══ Document text ══

What are some fun activities for older adults confined to hospitals?

A fellow caregiver asked...

I volunteer at a convalescent hospital. They don't have a large budget and I feel that the very few activities for seniors they have are belittling and mundane. The activities for seniors include a slow paced sort of volleyball (basically playing catch) and "sittercise" where they do various arm movements, ie: swimming, boxing, and driving motions. This works for certain patients, but others are bored by it. I think they could all use/enjoy a little variety in their routine, regardless of cognitive and physical states (within reason of course). I need help thinking of low to no-cost activities for seniors to make life more enjoyable.

Expert Answer

Pat O'Dea-Evans, MS, RN, LCPC is a Geriatric Care Manager.

First look at the calendar for the convalescent hospital. How much time do you have to work with the seniors, and how long are the seniors in this setting? Is this "home" or short term rehabilitation? Once you've answered these questions, here are some suggestions:

  • One new craze in long-term care settings is the Wii. This popular electronic game center for kids is a winner with seniors, too. In addition to providing brain challenges, it provides opportunities for physical activity as well. A large flat screen TV makes it even more fun since it is easier to see. This is a one time expense that can be used over and over. If the hospital’s recreation budget can't cover it, try asking churches or local civic organizations to help raise money or donate used goods. Wii bowling, tennis, boxing, golf and a game called Brain Age offer physical and cognitive exercise.
  • Map out a walking path in the building with picture postcards from places in the world along the way. Set a goal for the group to walk/wheelchair to "New York" or "New Orleans." Put together a goal sheet and add up how far each walker has traveled until you get there. When you make your goal, decorate and celebrate with a theme party.

═══
══ Data records ══

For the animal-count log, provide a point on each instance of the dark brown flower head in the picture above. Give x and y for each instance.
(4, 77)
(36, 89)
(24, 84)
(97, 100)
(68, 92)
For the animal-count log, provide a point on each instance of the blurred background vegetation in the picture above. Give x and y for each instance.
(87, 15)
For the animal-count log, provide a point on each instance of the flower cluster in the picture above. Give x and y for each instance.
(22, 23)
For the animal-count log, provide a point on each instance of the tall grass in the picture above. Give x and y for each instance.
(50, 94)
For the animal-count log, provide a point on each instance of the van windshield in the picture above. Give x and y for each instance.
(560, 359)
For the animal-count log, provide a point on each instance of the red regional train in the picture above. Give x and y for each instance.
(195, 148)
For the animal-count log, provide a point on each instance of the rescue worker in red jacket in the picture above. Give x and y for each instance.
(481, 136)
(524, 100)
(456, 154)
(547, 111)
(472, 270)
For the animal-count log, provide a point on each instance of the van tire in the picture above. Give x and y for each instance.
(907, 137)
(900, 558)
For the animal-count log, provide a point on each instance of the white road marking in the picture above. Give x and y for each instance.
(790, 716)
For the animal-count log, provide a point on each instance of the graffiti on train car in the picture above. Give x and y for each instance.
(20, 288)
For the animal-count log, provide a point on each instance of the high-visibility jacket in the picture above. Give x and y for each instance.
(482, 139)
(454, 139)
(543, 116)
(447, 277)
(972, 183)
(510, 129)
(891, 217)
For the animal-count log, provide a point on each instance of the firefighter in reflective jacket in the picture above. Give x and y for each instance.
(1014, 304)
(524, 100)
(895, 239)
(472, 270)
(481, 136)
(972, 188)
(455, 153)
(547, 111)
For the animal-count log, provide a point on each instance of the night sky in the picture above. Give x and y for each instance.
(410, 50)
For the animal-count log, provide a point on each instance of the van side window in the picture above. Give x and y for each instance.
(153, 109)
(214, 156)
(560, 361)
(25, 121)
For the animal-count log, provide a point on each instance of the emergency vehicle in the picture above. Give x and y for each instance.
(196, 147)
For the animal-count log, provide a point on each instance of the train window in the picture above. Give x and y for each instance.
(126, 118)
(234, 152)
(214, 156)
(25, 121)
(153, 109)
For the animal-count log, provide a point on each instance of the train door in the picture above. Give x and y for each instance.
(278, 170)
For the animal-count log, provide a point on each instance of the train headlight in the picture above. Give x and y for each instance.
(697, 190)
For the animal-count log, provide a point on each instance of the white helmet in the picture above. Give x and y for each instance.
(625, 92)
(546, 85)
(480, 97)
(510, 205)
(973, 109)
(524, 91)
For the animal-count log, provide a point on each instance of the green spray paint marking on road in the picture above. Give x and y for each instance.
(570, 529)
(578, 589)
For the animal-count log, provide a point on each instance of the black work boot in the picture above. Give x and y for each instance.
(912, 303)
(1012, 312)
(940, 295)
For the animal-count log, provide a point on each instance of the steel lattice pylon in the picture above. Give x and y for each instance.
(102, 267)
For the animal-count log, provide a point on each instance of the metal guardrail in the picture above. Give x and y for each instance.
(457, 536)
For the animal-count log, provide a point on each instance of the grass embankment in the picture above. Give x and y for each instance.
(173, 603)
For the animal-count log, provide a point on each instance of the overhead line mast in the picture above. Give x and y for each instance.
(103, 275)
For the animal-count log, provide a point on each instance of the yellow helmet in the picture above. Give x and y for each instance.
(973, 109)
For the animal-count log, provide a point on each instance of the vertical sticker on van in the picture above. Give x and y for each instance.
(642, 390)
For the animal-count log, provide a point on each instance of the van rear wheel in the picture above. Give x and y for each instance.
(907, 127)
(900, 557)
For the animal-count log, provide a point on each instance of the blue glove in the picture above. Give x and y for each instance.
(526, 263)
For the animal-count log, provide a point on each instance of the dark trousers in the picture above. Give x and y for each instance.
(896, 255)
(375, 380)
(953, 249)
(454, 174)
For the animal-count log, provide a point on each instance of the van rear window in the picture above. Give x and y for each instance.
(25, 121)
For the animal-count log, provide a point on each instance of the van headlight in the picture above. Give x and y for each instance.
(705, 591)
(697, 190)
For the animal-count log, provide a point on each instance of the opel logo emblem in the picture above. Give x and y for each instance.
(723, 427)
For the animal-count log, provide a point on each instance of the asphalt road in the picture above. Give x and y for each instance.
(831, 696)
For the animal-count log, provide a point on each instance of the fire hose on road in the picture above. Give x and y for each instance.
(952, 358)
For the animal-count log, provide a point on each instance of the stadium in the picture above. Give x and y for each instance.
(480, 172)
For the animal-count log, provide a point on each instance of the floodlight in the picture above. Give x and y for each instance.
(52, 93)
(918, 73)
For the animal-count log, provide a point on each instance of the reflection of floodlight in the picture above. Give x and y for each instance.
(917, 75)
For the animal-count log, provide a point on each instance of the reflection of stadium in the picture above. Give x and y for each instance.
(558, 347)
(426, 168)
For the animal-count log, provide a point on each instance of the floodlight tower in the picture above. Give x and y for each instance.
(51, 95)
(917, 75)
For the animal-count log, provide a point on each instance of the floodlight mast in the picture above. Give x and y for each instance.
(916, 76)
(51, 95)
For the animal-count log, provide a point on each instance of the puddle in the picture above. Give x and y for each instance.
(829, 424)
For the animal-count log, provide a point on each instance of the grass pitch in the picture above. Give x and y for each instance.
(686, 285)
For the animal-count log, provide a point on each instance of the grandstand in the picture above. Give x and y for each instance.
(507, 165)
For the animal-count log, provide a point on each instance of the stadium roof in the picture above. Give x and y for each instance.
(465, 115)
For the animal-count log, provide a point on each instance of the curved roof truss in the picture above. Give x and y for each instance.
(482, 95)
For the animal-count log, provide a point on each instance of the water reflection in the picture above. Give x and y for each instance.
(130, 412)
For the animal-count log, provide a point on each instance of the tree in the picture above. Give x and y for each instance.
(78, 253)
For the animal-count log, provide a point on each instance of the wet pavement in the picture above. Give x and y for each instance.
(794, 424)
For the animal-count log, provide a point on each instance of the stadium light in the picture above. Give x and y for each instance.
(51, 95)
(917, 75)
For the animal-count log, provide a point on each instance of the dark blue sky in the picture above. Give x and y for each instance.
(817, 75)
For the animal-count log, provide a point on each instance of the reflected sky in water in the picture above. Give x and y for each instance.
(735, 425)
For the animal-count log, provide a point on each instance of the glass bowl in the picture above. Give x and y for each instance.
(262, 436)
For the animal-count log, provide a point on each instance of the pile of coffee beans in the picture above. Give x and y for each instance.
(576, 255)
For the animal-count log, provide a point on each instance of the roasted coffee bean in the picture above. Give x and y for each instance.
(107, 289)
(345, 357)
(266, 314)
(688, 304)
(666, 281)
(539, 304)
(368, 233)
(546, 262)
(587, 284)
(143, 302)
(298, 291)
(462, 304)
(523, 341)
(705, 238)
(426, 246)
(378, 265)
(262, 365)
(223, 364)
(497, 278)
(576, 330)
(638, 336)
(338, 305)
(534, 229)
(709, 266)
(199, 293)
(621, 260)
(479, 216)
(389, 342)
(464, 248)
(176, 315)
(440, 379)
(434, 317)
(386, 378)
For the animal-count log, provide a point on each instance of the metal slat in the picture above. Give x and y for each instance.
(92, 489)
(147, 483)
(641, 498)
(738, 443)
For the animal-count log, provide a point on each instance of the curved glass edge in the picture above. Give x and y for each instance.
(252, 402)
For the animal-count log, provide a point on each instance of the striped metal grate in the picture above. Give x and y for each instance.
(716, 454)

═══

**What you need to do**.
1: Give the passage of the text on activities for seniors again, starting at "A fellow caregiver" and ending at "Geriatric Care Manager.", and replace "seniors" with "residents" wherever it occurs.
2: Answer these questions from the text on activities for seniors:
(a) What kinds of motions does "sittercise" include?
(b) What is Pat O'Dea-Evans's job title?
(c) What should the group do once it reaches its walking goal?
These lines are material separate from the text on activities for seniors.

**Replies**.
1:
A fellow caregiver asked...

I volunteer at a convalescent hospital. They don't have a large budget and I feel that the very few activities for residents they have are belittling and mundane. The activities for residents include a slow paced sort of volleyball (basically playing catch) and "sittercise" where they do various arm movements, ie: swimming, boxing, and driving motions. This works for certain patients, but others are bored by it. I think they could all use/enjoy a little variety in their routine, regardless of cognitive and physical states (within reason of course). I need help thinking of low to no-cost activities for residents to make life more enjoyable.

Expert Answer

Pat O'Dea-Evans, MS, RN, LCPC is a Geriatric Care Manager.

2:
(a) Swimming, boxing, and driving motions.
(b) Geriatric Care Manager.
(c) Decorate and celebrate with a theme party.